>> Begin Page excerpt
I'll show you how to penguin

If only things were so simple. Penguin populations are expensive to monitor and infrequently surveyed.

Your first thought may be that penguins are charming, or adorable, or loving, or inspiring. And, you're not wrong. But, more importantly, penguins are indicators for the health of the Antarctic ecosystem. Penguin populations are affected by the complex dynamics between krill, fish, sea ice, predators, weather patterns, and the changing climate. Monitoring these populations can provide insight to the changes both natural and anthopogenic that are effecting earth's ecologies.

In our new competition, we're helping to make it easier for research teams to monitor penguin populations by predicting population estimates for three different species of penguins in sites throughout Antarctica.

In this post, we'll walk through a very simple first pass model, showing you how to load the data, make some predictions, and then submit those predictions to the competition.

Okay, to get things rolling, let's load up the basic tools of the trade:

In [1]:
%matplotlib inline

from __future__ import print_function
from __future__ import division

import os

import pandas as pd
import numpy as np
from tqdm import tqdm_notebook

from matplotlib import pyplot as plt
from matplotlib.colors import rgb2hex
import seaborn as sns

import statsmodels.api as sm

# let's not pollute this blog post with warnings
from warnings import filterwarnings
filterwarnings('ignore')

Loading the data

On the data download page, we provide a couple of datasets to get started:

  • All penguin observations: these are penguin counts for sites throughout the Antarctic. This is our main dataset, and all of these observations are compiled from published scientific literature. It contains information about the site, the kind of penguin, when the observation was, and how many penguins were counted. Additionally, it includes a measure of the error in the penguin count.

  • Nest count timeseries: Nests are one of the most reliable ways to estimate penguin populations. Usually there is one nest per breeding pair, and the nests--unlike the penguins--mostly stay in the same place. In this competition, we'll be predicting the nest counts in the seasons after 2013. This dataset has all of the nest counts from the entire set of observations laid out as a timeseries.

  • Nest error timeseries: We've also included the estimated error in the count as a timeseries. We'll use this when calculating how effective our predictions are.

One of the things we're most excited about is that this is an open data challenge. You can use any public data you can get your hands on to make predictions--as long as that data is not counts of penguins! We won't explore any of the other potential covariates here, but we encourage you to explore the literature and to experiment.

In [2]:
observations = pd.read_csv(os.path.join('data', 'training_set_observations.csv'), index_col=0)
observations.head()
>> End Page excerpt
Set exercise 1
Answer these from the penguin competition post, one line each:
(a) What do penguins serve as indicators for?
(b) For how many penguin species does the competition predict population estimates?
(c) What kind of data may not be used in the open data challenge?
Set exercise 2
Pick up the penguin competition post right after its last line of code and continue writing it from there.
The records come from a different source than the penguin competition post.
>> Begin Record excerpts
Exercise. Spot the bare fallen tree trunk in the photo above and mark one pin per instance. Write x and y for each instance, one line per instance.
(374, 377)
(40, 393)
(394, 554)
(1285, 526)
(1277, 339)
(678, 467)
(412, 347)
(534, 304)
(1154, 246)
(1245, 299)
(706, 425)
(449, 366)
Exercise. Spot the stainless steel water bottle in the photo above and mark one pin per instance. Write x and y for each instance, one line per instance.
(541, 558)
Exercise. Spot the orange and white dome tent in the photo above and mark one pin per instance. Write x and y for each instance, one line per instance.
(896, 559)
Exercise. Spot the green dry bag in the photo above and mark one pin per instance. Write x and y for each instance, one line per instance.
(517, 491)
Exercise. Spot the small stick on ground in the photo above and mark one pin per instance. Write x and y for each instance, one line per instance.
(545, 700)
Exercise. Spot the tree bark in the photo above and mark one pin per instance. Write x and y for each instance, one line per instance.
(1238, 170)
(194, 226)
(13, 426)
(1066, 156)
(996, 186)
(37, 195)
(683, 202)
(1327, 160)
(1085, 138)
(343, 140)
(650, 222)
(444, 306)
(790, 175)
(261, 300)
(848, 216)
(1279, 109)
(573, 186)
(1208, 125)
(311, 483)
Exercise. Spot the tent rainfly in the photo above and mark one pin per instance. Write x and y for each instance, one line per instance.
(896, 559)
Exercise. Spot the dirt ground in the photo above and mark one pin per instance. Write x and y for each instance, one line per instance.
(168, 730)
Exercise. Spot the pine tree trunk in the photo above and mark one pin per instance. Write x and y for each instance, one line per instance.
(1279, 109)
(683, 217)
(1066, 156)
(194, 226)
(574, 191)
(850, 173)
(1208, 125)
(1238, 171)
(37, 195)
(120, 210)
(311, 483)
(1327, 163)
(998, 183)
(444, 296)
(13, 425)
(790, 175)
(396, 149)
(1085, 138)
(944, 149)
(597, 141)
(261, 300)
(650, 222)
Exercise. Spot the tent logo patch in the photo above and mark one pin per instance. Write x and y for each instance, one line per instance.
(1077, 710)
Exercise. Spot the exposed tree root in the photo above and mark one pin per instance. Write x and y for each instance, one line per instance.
>> End Record excerpts
Written answer 1
(a) The health of the Antarctic ecosystem.
(b) Three.
(c) Counts of penguins.

Written answer 2
Out[2]:
site_name site_id ccamlr_region longitude_epsg_4326 latitude_epsg_4326 common_name day month year season_starting penguin_count accuracy count_type vantage e_n
0 Acuna Island ACUN 48.2 -44.637 -60.7612 chinstrap penguin 28.0 12.0 1983 1983 4000.0 4.0 nests ground 0.50
1 Acuna Island ACUN 48.2 -44.637 -60.7612 adelie penguin NaN NaN 1993 1993 2008.0 1.0 nests ground 0.05
2 Acuna Island ACUN 48.2 -44.637 -60.7612 adelie penguin NaN NaN 1994 1994 1920.0 1.0 nests NaN 0.05
3 Acuna Island ACUN 48.2 -44.637 -60.7612 adelie penguin NaN NaN 2004 2004 1880.0 1.0 nests ground 0.05
4 Acuna Island ACUN 48.2 -44.637 -60.7612 adelie penguin 25.0 2.0 2011 2010 3079.0 5.0 nests vhr 0.90
In [3]:
print(
    "We have {} penguin observations from {} to {} at {} unique sites in the Antarctic!" \
    .format(observations.shape[0],
            observations.season_starting.min(),
            observations.season_starting.max(),
            observations.site_id.nunique())
)
We have 2952 penguin observations from 1895 to 2013 at 619 unique sites in the Antarctic!

Morgan Freeman

"There are few places hard to get to in this world. But there aren't any where it's harder to live..." and thanks to some determined scientists, we have over 3,000 data points from that place!

So let's take a look at what is in the data, and see the species, where they live, and how we've estimated their populations. First, we see that there are three species in this dataset. The MAPPPD project also collects data for emporer penguins--the stars of March of the Penguins--but their populations are different from these three species, so they are not included for this competition.

In [4]:
# How many observations do we have for each species?
observations.common_name.value_counts()
Out[4]:
adelie penguin       1387
gentoo penguin        791
chinstrap penguin     774
Name: common_name, dtype: int64
In [5]:
# How many differnet sites do we see each species at?
(observations.groupby("common_name")
             .site_id
             .nunique())
Out[5]:
common_name
adelie penguin       281
chinstrap penguin    340
gentoo penguin       105
Name: site_id, dtype: int64
In [6]:
# How many count types do we have for each species?
(observations.groupby("common_name")
             .count_type
             .value_counts())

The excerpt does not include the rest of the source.